◆ **Questions on the material**
(a) Decide whether each statement below agrees with the Delimara opinion piece. For each, answer yes or no and quote the deciding words of the text. (i) The Delimara extension is to be powered by heavy fuel oil. (ii) The author intends to examine the alleged cases of misconduct. (iii) The piece appeared in The Times on 5 February 2010.
(b) Output the passage of the Delimara opinion piece that starts at the words "Reform the Delimara" and ends after the words "for the government?".
(c) In the Delimara opinion piece, which three kinds of implications of the case does the author say he will dwell on?

◆ **Text for analysis**
Sociologist from Malta

Friday, February 05, 2010

Reform the Delimara way

Michael Briguglio

The Times, Friday, 5th February 2010

Did anyone expect Mepa to refuse the outline development proposal for the extension of Delimara power station when Mepa is consistently acting like a rubber stamp for the government?

The Delimara extension will be powered by heavy fuel oil. The government's and Enemalta's decision to use such energy is in defiance of the chorus of opposition from civil society.

There are many reasons why this whole process, involving the government, Enemalta and Mepa, should have taken a different direction.

I will not discuss the alleged cases of misconduct. Others have done that and I leave it to Malta's legal apparatus to enter into the merits of this.

I will only dwell on the environmental, social and political implications of the case.

To begin with, the least that could have been done by the respective authorities before choosing the type of energy used and before deciding on the application was to conduct studies on the choice of technology and the expected impact of the different available options. This should have been complemented by public consultation with the aim of taking an informed and fair decision as to which kind of fuel should be chosen.

◆ **Records provided**
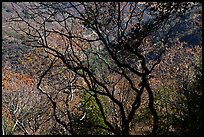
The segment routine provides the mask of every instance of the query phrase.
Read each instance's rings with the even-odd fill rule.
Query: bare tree
[[[160,63],[170,39],[172,20],[179,22],[194,3],[63,2],[15,3],[10,26],[22,34],[22,43],[40,50],[49,62],[40,73],[37,88],[47,96],[55,120],[65,131],[77,134],[81,92],[89,93],[109,134],[129,135],[130,124],[148,96],[157,133],[150,74]],[[23,11],[18,8],[23,7]],[[160,42],[161,47],[152,44]],[[154,62],[147,59],[155,52]],[[36,65],[39,62],[34,62]],[[101,99],[103,97],[103,99]],[[104,100],[106,100],[104,102]],[[105,107],[104,107],[104,104]],[[109,109],[106,112],[106,107]],[[88,123],[87,123],[88,124]],[[90,123],[89,123],[90,124]]]

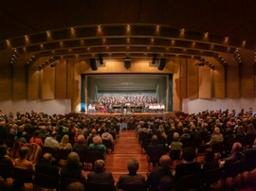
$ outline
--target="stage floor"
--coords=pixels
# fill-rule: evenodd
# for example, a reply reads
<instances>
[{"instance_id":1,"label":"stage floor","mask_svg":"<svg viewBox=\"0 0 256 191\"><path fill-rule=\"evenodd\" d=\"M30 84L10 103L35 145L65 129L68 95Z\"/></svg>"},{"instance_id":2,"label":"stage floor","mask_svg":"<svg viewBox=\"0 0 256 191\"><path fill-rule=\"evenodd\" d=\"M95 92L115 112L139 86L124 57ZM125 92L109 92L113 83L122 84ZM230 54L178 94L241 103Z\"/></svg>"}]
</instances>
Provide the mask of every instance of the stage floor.
<instances>
[{"instance_id":1,"label":"stage floor","mask_svg":"<svg viewBox=\"0 0 256 191\"><path fill-rule=\"evenodd\" d=\"M175 115L175 112L162 112L162 113L87 113L81 112L77 114L88 115L88 116L113 116L113 115L142 115L142 116L163 116L171 117Z\"/></svg>"}]
</instances>

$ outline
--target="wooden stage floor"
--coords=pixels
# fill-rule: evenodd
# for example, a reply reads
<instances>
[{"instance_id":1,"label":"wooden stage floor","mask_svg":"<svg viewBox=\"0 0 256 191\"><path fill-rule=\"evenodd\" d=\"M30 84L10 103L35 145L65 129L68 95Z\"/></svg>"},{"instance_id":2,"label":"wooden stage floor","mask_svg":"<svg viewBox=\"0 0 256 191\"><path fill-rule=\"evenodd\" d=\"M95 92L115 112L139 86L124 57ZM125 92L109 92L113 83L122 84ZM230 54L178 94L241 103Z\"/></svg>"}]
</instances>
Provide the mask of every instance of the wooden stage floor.
<instances>
[{"instance_id":1,"label":"wooden stage floor","mask_svg":"<svg viewBox=\"0 0 256 191\"><path fill-rule=\"evenodd\" d=\"M86 116L113 116L113 115L139 115L139 116L162 116L162 117L172 117L177 113L182 113L180 112L162 112L162 113L71 113L70 114L86 115Z\"/></svg>"}]
</instances>

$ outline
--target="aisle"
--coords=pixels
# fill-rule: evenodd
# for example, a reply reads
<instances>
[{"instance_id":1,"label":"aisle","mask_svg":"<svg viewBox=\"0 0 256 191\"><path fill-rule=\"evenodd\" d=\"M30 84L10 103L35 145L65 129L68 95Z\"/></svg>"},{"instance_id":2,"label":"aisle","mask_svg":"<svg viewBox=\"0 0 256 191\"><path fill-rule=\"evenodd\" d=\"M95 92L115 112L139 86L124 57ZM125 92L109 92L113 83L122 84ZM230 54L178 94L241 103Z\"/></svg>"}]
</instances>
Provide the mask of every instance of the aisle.
<instances>
[{"instance_id":1,"label":"aisle","mask_svg":"<svg viewBox=\"0 0 256 191\"><path fill-rule=\"evenodd\" d=\"M119 133L113 154L107 155L106 170L111 171L116 182L119 175L127 174L127 161L137 159L139 163L138 174L146 177L147 155L141 154L141 148L134 130L122 130Z\"/></svg>"}]
</instances>

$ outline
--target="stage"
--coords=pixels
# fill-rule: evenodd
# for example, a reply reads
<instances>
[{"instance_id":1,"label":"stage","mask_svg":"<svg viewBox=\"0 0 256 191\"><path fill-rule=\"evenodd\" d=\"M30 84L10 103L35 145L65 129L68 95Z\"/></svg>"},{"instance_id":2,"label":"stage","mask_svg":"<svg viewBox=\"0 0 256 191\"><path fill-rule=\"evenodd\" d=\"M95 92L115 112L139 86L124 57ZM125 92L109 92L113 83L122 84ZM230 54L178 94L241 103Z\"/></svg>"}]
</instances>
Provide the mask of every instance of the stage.
<instances>
[{"instance_id":1,"label":"stage","mask_svg":"<svg viewBox=\"0 0 256 191\"><path fill-rule=\"evenodd\" d=\"M182 112L157 112L157 113L98 113L98 112L81 112L81 113L70 113L70 115L83 115L83 116L116 116L116 115L135 115L135 116L158 116L158 117L174 117L184 115Z\"/></svg>"}]
</instances>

◆ **Solution list**
(a)
(i) Yes: "The Delimara extension will be powered by heavy fuel oil."
(ii) No: "I will not discuss the alleged cases of misconduct."
(iii) Yes: "The Times, Friday, 5th February 2010"

(b)
Reform the Delimara way

Michael Briguglio

The Times, Friday, 5th February 2010

Did anyone expect Mepa to refuse the outline development proposal for the extension of Delimara power station when Mepa is consistently acting like a rubber stamp for the government?

(c) The environmental, social and political implications.